▸ Task list
1. According to the token spacing section, what is the default SpaceAction?
2. Using the token spacing section, decide whether each statement agrees with it. Answer yes or no, and quote the deciding words.
(a) Token categories take literal values into account.
(b) The Newline action is rarely used in token spacing.
(c) The Preserve action emits a single space.

▸ Supplied text
§
Layer 1: Token Spacing

The spacing layer provides O(1) declarative rules for spacing between adjacent tokens. It abstracts concrete tokens into categories and maps token pairs to spacing actions.

Architecture

TokenKind → TokenCategory → RulesMap → SpaceAction
                 │              │
                 │              └── O(1) hash lookup
                 └── Ignores literal values

Key Types

SpaceAction

What spacing to emit between two tokens:

pub enum SpaceAction {
    /// No space: `foo()`, `list[0]`
    None,

    /// Single space: `a + b`, `x: int`
    Space,

    /// Line break (rarely used in token spacing)
    Newline,

    /// Preserve source spacing
    Preserve,
}

The default is None — explicit rules add spaces. This ensures tight formatting unless rules specify otherwise.
§
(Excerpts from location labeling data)
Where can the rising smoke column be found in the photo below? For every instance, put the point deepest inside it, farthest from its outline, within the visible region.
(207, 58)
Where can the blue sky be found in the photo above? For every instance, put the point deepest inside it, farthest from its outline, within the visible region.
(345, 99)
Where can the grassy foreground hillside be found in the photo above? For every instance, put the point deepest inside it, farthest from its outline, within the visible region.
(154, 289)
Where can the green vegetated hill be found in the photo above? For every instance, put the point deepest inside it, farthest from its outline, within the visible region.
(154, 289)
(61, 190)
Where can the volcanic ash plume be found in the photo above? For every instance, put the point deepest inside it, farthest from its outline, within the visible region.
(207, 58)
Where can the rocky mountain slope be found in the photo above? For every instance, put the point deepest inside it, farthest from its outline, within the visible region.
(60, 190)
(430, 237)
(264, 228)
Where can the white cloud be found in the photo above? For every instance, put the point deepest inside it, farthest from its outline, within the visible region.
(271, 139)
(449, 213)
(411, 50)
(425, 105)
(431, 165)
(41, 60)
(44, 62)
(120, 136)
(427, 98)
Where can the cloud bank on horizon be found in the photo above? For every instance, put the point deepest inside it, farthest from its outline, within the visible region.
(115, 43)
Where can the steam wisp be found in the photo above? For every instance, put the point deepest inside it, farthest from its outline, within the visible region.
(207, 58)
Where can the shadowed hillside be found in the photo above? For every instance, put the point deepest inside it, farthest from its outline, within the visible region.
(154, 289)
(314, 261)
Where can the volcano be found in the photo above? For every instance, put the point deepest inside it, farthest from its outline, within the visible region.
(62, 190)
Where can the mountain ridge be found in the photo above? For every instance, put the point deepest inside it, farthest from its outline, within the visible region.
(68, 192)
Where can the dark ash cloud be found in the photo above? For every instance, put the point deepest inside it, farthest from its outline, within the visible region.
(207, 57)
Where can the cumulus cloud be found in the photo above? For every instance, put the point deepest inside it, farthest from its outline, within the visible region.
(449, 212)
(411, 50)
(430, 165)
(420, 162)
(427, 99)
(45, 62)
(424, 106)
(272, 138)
§
▸ Solutions by task
1. None

2.
(a) No: "Ignores literal values"
(b) Yes: "Line break (rarely used in token spacing)"
(c) No: "Preserve source spacing"